**Supplied data:**
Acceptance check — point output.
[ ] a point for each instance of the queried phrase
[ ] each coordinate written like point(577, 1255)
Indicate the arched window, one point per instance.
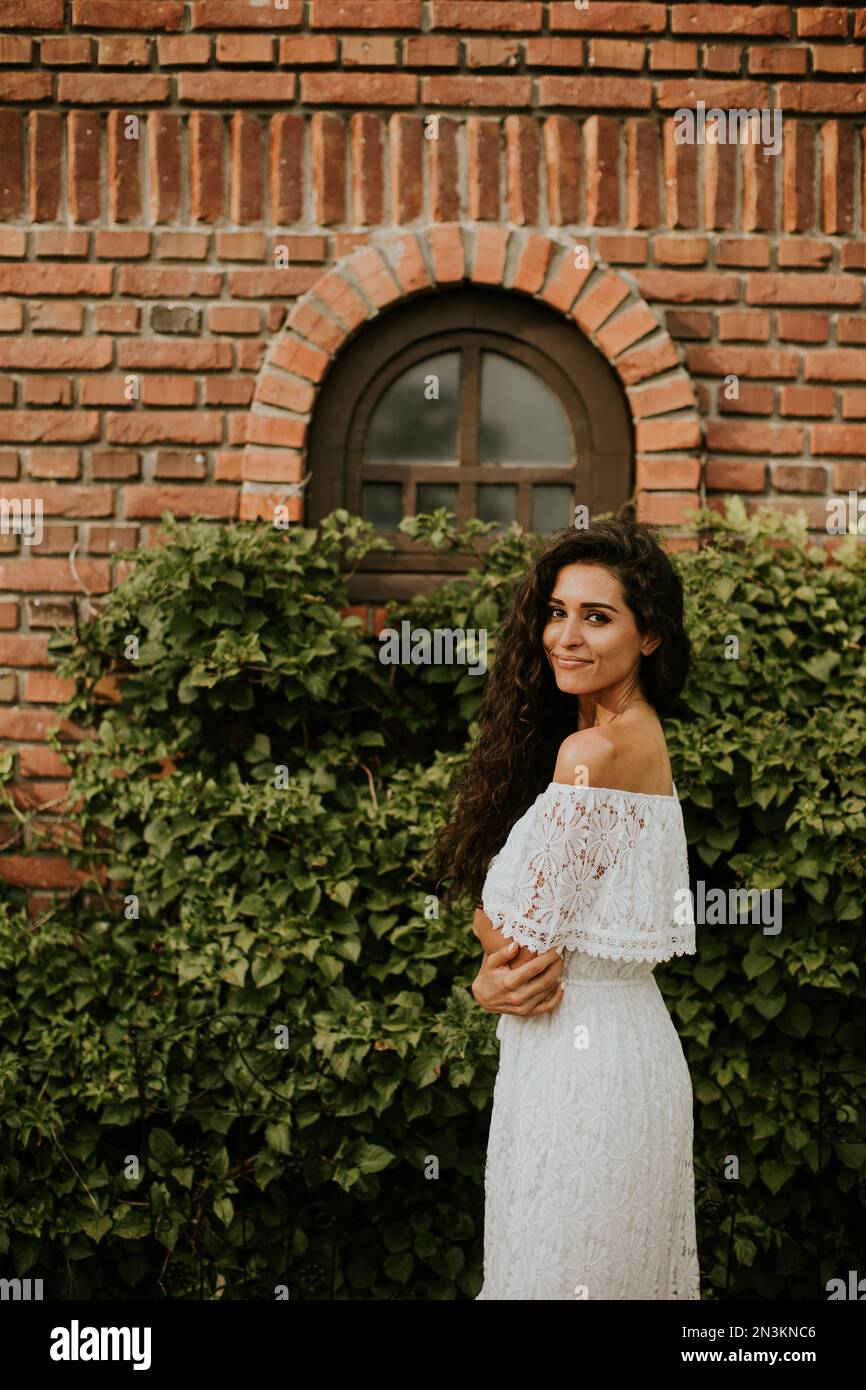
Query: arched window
point(485, 403)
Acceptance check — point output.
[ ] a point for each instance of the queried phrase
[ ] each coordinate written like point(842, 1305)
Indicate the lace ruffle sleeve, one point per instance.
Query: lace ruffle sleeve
point(598, 870)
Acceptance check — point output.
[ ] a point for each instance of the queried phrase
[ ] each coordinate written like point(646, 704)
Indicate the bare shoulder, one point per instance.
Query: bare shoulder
point(630, 755)
point(590, 749)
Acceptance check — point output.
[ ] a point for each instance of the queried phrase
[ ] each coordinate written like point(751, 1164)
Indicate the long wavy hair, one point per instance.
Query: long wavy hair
point(524, 716)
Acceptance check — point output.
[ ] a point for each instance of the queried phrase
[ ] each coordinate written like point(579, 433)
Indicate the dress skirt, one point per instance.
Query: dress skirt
point(590, 1187)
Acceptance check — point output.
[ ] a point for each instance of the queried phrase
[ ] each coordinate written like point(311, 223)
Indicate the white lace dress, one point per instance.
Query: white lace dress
point(590, 1178)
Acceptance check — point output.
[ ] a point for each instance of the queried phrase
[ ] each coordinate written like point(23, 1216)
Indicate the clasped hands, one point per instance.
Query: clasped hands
point(519, 982)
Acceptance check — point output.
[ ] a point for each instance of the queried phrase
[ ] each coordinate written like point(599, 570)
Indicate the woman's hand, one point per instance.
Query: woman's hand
point(527, 990)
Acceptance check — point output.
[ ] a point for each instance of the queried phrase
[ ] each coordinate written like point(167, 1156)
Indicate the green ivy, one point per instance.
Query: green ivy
point(156, 1140)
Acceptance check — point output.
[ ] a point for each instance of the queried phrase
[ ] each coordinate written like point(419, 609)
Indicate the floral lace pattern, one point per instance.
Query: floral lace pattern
point(590, 1172)
point(598, 870)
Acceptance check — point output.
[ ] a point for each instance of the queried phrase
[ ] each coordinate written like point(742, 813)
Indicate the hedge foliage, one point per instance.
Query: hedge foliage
point(228, 908)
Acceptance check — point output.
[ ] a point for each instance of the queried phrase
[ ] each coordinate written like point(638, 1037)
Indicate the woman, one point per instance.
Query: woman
point(590, 1179)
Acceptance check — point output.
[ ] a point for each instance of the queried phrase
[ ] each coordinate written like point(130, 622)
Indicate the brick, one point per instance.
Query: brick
point(182, 356)
point(228, 14)
point(54, 280)
point(188, 50)
point(113, 89)
point(754, 437)
point(149, 502)
point(758, 189)
point(221, 88)
point(45, 166)
point(840, 439)
point(719, 185)
point(84, 164)
point(533, 266)
point(802, 289)
point(608, 18)
point(110, 245)
point(124, 52)
point(843, 364)
point(523, 149)
point(623, 250)
point(246, 186)
point(790, 63)
point(687, 287)
point(851, 328)
point(822, 22)
point(553, 53)
point(602, 170)
point(680, 180)
point(751, 401)
point(56, 317)
point(246, 50)
point(797, 325)
point(591, 92)
point(793, 477)
point(736, 324)
point(617, 53)
point(32, 14)
point(483, 153)
point(60, 501)
point(444, 163)
point(834, 97)
point(737, 250)
point(669, 56)
point(837, 177)
point(15, 50)
point(487, 53)
point(163, 427)
point(802, 253)
point(688, 323)
point(722, 57)
point(149, 282)
point(164, 161)
point(681, 250)
point(798, 175)
point(67, 52)
point(642, 173)
point(734, 477)
point(206, 154)
point(742, 362)
point(806, 401)
point(837, 60)
point(182, 245)
point(328, 154)
point(766, 21)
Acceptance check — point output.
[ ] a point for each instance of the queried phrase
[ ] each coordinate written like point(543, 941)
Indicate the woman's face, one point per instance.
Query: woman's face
point(591, 638)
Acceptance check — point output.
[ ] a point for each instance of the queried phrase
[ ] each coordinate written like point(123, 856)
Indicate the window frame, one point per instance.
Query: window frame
point(467, 320)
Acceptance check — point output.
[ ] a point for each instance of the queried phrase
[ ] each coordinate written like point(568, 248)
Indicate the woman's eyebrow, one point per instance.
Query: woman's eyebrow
point(559, 603)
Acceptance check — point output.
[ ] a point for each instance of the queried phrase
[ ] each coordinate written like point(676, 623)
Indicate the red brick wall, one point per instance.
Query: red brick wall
point(303, 128)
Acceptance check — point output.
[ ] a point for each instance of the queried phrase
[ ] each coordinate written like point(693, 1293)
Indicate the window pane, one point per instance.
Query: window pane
point(382, 503)
point(431, 495)
point(521, 420)
point(410, 424)
point(498, 502)
point(552, 508)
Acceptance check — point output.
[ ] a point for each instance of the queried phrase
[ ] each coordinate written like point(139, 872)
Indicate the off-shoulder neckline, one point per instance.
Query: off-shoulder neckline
point(617, 791)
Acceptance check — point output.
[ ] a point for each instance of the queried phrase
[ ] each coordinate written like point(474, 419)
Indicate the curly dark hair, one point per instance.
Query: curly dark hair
point(524, 716)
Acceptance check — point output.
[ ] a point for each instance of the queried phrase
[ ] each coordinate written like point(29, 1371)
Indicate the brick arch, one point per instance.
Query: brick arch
point(392, 267)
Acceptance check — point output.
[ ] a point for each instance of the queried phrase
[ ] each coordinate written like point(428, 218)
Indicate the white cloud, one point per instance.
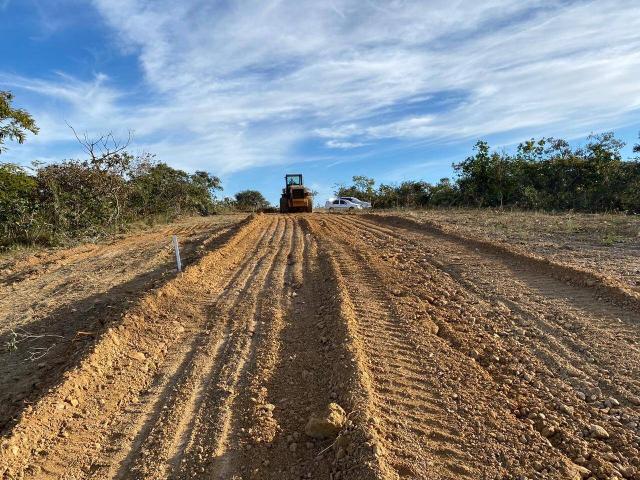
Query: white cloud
point(232, 85)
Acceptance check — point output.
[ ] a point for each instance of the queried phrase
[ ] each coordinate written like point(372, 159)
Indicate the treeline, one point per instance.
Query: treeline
point(545, 174)
point(81, 199)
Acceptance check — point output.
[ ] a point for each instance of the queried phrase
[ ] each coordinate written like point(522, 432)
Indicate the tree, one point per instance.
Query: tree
point(251, 200)
point(14, 122)
point(364, 185)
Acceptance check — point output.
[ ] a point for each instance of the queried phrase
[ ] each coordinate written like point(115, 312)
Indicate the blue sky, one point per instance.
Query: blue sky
point(252, 89)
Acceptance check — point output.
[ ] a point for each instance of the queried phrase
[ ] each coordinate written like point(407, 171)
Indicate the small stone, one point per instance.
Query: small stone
point(597, 431)
point(566, 409)
point(138, 356)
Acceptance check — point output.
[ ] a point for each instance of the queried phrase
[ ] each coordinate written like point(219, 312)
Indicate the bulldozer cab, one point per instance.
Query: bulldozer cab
point(293, 179)
point(295, 197)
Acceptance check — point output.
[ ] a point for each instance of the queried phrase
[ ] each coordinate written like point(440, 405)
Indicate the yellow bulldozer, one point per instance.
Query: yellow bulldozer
point(295, 196)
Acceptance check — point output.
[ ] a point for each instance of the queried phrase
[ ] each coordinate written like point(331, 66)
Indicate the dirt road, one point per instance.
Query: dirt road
point(451, 360)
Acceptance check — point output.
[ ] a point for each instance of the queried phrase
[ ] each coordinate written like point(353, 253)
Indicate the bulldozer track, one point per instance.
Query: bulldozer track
point(452, 360)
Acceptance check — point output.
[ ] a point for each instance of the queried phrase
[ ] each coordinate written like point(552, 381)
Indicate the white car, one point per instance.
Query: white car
point(341, 204)
point(362, 203)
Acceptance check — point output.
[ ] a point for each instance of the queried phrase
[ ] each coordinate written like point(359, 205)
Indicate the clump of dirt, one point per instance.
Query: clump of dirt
point(326, 424)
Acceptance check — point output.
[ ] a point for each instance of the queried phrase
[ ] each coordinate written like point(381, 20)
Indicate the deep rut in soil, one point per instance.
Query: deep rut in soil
point(451, 362)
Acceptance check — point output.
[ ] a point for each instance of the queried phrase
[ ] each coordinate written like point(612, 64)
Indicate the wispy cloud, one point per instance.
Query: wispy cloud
point(231, 85)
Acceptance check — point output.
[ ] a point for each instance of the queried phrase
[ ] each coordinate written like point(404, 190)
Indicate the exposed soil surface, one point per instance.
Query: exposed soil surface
point(449, 359)
point(605, 243)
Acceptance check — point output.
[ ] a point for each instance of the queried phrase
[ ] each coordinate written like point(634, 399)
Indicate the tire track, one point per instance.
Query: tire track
point(533, 342)
point(155, 455)
point(402, 395)
point(560, 349)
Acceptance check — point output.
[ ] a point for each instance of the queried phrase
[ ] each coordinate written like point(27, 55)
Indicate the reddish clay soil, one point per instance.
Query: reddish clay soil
point(451, 357)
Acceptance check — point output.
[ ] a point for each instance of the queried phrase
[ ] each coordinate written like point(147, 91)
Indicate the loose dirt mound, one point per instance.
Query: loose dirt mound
point(438, 359)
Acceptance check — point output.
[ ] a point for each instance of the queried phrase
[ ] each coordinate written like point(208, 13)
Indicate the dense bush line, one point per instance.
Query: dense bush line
point(88, 199)
point(543, 174)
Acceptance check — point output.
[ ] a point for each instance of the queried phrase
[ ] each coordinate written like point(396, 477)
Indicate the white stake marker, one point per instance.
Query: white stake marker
point(177, 250)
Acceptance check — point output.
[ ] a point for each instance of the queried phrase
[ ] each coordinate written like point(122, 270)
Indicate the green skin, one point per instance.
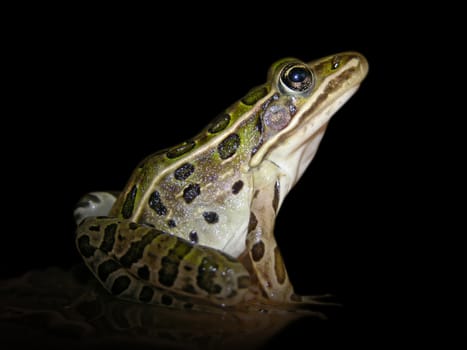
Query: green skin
point(194, 225)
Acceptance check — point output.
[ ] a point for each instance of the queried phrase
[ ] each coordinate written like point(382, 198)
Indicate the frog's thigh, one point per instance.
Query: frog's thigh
point(144, 264)
point(94, 204)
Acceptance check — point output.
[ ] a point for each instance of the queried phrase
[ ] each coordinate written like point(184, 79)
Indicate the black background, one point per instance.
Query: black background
point(94, 92)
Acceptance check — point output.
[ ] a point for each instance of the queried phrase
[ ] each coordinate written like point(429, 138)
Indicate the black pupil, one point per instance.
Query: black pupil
point(298, 74)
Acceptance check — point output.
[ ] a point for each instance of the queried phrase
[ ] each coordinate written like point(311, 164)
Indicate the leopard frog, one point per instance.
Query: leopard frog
point(194, 225)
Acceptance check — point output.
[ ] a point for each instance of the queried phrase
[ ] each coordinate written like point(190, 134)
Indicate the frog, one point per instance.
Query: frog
point(194, 225)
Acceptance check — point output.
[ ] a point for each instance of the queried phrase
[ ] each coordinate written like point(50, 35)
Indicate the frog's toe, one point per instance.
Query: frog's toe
point(94, 204)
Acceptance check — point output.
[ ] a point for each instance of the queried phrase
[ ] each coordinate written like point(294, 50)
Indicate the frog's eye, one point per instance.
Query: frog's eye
point(297, 77)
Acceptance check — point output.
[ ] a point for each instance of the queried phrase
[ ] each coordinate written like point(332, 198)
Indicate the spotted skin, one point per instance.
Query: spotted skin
point(194, 225)
point(149, 262)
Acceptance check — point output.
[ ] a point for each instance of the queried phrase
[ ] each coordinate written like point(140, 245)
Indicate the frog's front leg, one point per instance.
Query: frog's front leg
point(266, 261)
point(141, 263)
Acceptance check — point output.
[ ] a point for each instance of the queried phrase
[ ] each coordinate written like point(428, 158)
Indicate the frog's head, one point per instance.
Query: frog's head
point(305, 96)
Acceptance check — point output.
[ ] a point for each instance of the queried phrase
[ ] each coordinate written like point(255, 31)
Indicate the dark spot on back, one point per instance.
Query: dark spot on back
point(191, 192)
point(120, 285)
point(156, 204)
point(237, 187)
point(184, 171)
point(257, 251)
point(193, 237)
point(219, 123)
point(106, 268)
point(211, 217)
point(228, 146)
point(166, 300)
point(243, 282)
point(143, 272)
point(129, 203)
point(189, 288)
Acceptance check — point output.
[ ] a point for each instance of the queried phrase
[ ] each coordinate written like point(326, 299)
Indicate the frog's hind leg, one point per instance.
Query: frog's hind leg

**Aim of the task:** Arrange the lines from the very first one through the line containing "point(485, 403)", both included, as a JSON list of strings, one string per line, with blank lines omitted. Leave the pictures out of the answer.

**Full response:**
[
  "Acceptance check — point output.",
  "[ ] a point for each instance of the queried phrase",
  "[ ] each coordinate written like point(577, 1255)",
  "Indicate the arched window, one point per instance.",
  "Query: arched window",
  "point(485, 403)"
]